(Your objective) Return every record below exactly as given, images excluded.

● ● ● ●

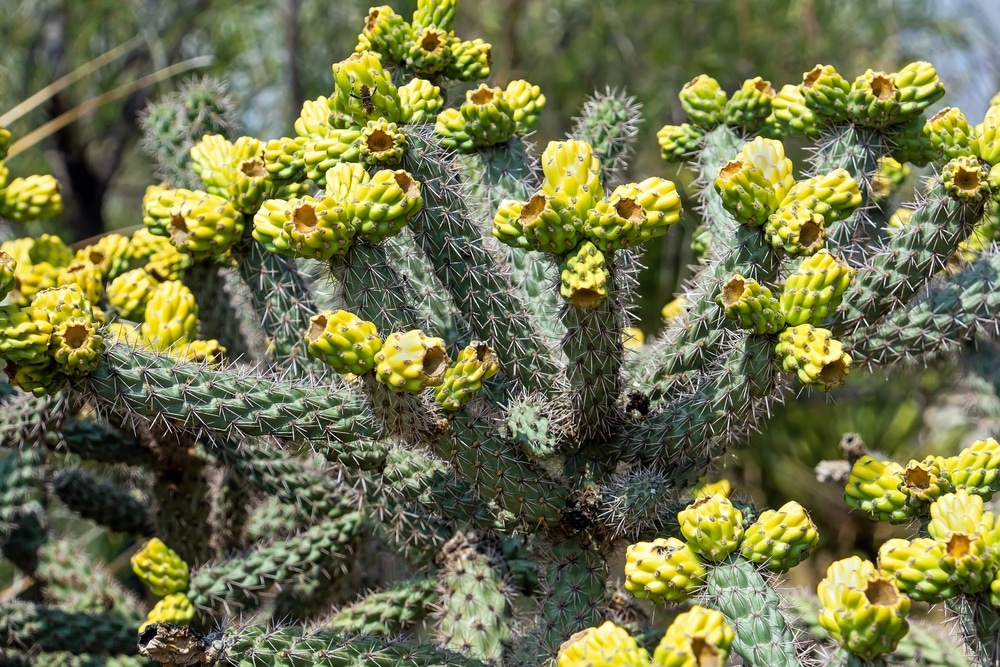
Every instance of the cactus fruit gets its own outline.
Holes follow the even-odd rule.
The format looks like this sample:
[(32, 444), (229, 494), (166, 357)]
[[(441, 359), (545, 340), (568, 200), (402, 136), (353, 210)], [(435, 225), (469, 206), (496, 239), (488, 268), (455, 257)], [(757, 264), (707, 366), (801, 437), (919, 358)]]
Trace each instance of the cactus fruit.
[(705, 577), (701, 558), (675, 537), (629, 545), (625, 554), (625, 588), (653, 602), (683, 602)]

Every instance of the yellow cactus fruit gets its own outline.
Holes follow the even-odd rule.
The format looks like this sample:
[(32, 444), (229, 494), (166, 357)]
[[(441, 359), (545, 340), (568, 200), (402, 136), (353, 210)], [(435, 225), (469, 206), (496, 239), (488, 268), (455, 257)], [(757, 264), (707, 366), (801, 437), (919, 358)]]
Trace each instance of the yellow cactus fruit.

● ● ● ●

(Exercise answer)
Every instance of the cactus fruit gets its own outline.
Holes follow the even-odd rule.
The format looks like this sample:
[(32, 444), (229, 494), (166, 357)]
[[(441, 359), (545, 340), (568, 200), (402, 136), (353, 210)], [(435, 225), (469, 206), (496, 239), (488, 268), (455, 257)], [(757, 264), (707, 366), (801, 437), (919, 358)]]
Trace each instance of the cactus fruit.
[(705, 577), (701, 558), (675, 537), (629, 545), (625, 554), (625, 588), (653, 602), (683, 602)]

Every instance of the yellow cactus fruit gets its own outline.
Holes follow the even-odd rule.
The format looks like this sample:
[(32, 444), (229, 494), (166, 357)]
[[(441, 359), (545, 340), (568, 200), (402, 136), (353, 210)], [(435, 225), (469, 206), (496, 239), (488, 268), (455, 257)], [(757, 264), (707, 366), (801, 437), (919, 358)]]
Trace each instance of the yellow cactus fruit.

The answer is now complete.